# Exercise instructions
[1] Answer these questions from the article about Dr. Paul Ungar, one line each:
(a) In what year did Dr. Ungar bring his family to Vancouver?
(b) At which university did he teach for many years?
(c) What question did the comatose patient ask after being saved?
[2] Edit the article about Dr. Paul Ungar from "Following this experience, Dr." to "results of secularism.", replacing "taught" with "lectured".
[3] Say whether each statement agrees with the article about Dr. Paul Ungar. Answer yes or no, quoting the words that decide it.
(a) Dr. Ungar earned a Ph.D. in existential psychotherapy.
(b) The patient thanked Dr. Ungar for saving his life.
(c) Dr. Ungar currently teaches at Trinity Western University.

# Document excerpt
>>>>
By Brian Welter
People in modern societies are usually “accepting of Christian civilization, including rights, freedom and progress, which reflect Jesus' teachings. They need a tangible experience of God, and can have such in the Roman Catholic Church through the sacraments. This is not a hyper-emotional or ecstatic or irrational experience. There is no self-reduction.”
Vancouver resident Dr. Paul Ungar sounded optimistic in his analysis of postmodern culture in a recent interview. “The Catholic Church,” he explained, “is ascending, trying to grow spiritually. It's about not giving up freedom and responsibility and sinking into a crowd. It's not about giving up my personality.”
He asks the reader in his Preface to The Mystery of Christian Faith, “What may be the reason behind widespread agnosticism, religious indifference, apathy, and loss of interest in God, which prevail in our time like never before in history?”
The book had a long germinating time. After saving a patient left comatose following a suicide attempt, Dr. Ungar “expected him [the patient] to say, 'Thank you for saving my life.' Instead, the patient asked: 'Why must I live?'”
The doctor had no satisfactory answer, and the patient, after his discharge, successfully killed himself. Dr. Ungar wrote that he “was left haunted by the thought: 'If I only knew how to respond.'”
Following this experience, Dr. Ungar specialized in psychiatry, earned a Master’s degree in psychodynamic therapy and a Ph.D. in existential psychotherapy. He found that medicine, psychology and philosophy failed to provide a satisfactory answer to the question ”Why must we live?” Only trust in God could provide a solid answer. Dr. Ungar then resolved to study theology, and earned a graduate degree in this discipline.
Dr. Ungar brought his family to Vancouver in 1991 and taught at Trinity Western University for many years. Currently in private practice, he encounters the spiritual and psychological results of secularism.
He agrees with his teacher Viktor Frankl: “'Everyone is as strong as his or her ideals.' Abandoning ideals, especially turning away from the ultimate ideal – God - is what theology refers to as sin. Psychologically, it leads to a sense of guilt, which is often the cause of depression and the loss of inner peace, self-regard, optimism and joy.”
Rather than a loss of the sense of sin resulting from post-Christian values, people often come to Dr. Ungar's practice grappling with too much guilt.
Many psychological problems, in other words, arise from spiritual problems. Depression, for instance, arises with the gap between “how I am and how I ought to be.” The doctor remarked that, “Tormented by suppressed guilt, modern religiously apathetic people turn to the flourishing ‘confessor industry’ of counsellors, psychologists, or psychiatrists.”
Dr. Ungar urged people to adopt the religious solution, whereby “I have to accept myself even if I am depressed because I am a temple of the Holy Spirit. If I am not religious, I may hate myself because of my depression.”
Dr. Ungar concluded: “psychology and theology are often interconnected. As Frankl noted, the goal of psychology is to achieve mental health. However, as its by-product, psychotherapy often facilitates one’s way towards the ultimate truth - God. Conversely, the purpose of the clergy is to promote the salvation of souls, but as 'side-effect' of doing so, they also foster mental health.”
<<<<
# Data shown
>>>>
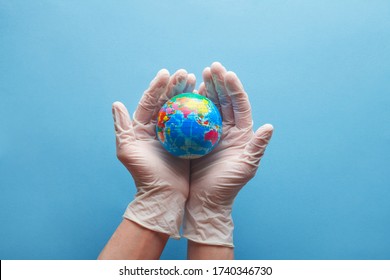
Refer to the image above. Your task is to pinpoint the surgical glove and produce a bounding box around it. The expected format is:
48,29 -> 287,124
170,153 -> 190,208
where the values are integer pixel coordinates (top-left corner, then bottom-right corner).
112,69 -> 195,238
183,63 -> 273,247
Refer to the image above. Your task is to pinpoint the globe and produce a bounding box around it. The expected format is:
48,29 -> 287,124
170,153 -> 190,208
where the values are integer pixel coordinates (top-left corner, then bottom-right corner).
156,93 -> 222,159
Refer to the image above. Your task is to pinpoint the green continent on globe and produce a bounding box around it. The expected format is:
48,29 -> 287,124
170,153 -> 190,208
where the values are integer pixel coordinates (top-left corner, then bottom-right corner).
156,93 -> 222,159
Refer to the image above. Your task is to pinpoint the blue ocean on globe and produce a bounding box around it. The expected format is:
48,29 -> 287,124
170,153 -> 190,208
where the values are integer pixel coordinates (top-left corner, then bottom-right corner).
156,93 -> 222,159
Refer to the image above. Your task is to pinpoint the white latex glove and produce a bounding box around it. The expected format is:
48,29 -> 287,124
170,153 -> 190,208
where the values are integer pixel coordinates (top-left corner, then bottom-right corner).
112,69 -> 195,238
183,63 -> 273,247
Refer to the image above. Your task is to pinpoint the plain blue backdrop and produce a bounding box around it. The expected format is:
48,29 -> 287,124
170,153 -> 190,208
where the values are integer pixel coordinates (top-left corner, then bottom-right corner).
0,0 -> 390,259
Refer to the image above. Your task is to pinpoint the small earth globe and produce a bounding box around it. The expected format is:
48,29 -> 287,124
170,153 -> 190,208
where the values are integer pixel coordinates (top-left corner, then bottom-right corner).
156,93 -> 222,159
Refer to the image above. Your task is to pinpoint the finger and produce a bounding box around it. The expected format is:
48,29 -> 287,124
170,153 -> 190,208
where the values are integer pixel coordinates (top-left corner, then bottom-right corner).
183,73 -> 196,92
244,124 -> 274,166
162,69 -> 188,99
211,62 -> 234,124
134,69 -> 169,124
112,101 -> 135,148
202,67 -> 222,113
197,82 -> 206,96
152,69 -> 188,122
225,71 -> 252,129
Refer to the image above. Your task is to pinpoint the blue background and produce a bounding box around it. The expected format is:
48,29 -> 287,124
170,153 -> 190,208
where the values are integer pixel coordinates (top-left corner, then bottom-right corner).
0,0 -> 390,259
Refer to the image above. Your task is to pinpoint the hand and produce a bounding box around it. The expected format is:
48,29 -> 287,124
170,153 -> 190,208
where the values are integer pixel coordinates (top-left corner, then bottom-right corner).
112,69 -> 195,238
184,63 -> 273,247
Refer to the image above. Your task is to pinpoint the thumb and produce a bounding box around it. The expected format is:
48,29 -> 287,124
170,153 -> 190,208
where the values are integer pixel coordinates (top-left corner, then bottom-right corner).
244,124 -> 274,166
112,101 -> 135,149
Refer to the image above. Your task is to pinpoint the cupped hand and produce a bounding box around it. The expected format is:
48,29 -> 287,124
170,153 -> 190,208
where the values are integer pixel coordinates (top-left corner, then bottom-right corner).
112,69 -> 195,238
184,63 -> 273,247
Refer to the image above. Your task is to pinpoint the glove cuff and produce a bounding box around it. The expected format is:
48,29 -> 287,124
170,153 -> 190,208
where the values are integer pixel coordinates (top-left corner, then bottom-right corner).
183,201 -> 234,247
123,188 -> 186,239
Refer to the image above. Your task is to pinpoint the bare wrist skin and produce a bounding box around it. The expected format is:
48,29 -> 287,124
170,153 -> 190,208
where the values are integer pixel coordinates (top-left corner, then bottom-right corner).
187,240 -> 234,260
98,219 -> 169,260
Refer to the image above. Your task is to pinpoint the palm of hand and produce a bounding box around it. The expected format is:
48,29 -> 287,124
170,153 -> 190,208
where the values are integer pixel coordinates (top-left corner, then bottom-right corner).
190,63 -> 272,208
117,121 -> 189,194
190,125 -> 257,205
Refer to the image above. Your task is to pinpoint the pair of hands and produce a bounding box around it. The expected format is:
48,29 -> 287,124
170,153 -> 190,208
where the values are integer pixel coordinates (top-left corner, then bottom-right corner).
113,62 -> 273,247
<<<<
# Task-by-task results
[1]
(a) 1991
(b) Trinity Western University
(c) "Why must I live?"

[2]
Following this experience, Dr. Ungar specialized in psychiatry, earned a Master’s degree in psychodynamic therapy and a Ph.D. in existential psychotherapy. He found that medicine, psychology and philosophy failed to provide a satisfactory answer to the question ”Why must we live?” Only trust in God could provide a solid answer. Dr. Ungar then resolved to study theology, and earned a graduate degree in this discipline.
Dr. Ungar brought his family to Vancouver in 1991 and lectured at Trinity Western University for many years. Currently in private practice, he encounters the spiritual and psychological results of secularism.

[3]
(a) Yes: "earned a Master’s degree in psychodynamic therapy and a Ph.D. in existential psychotherapy"
(b) No: "Instead, the patient asked"
(c) No: "Currently in private practice"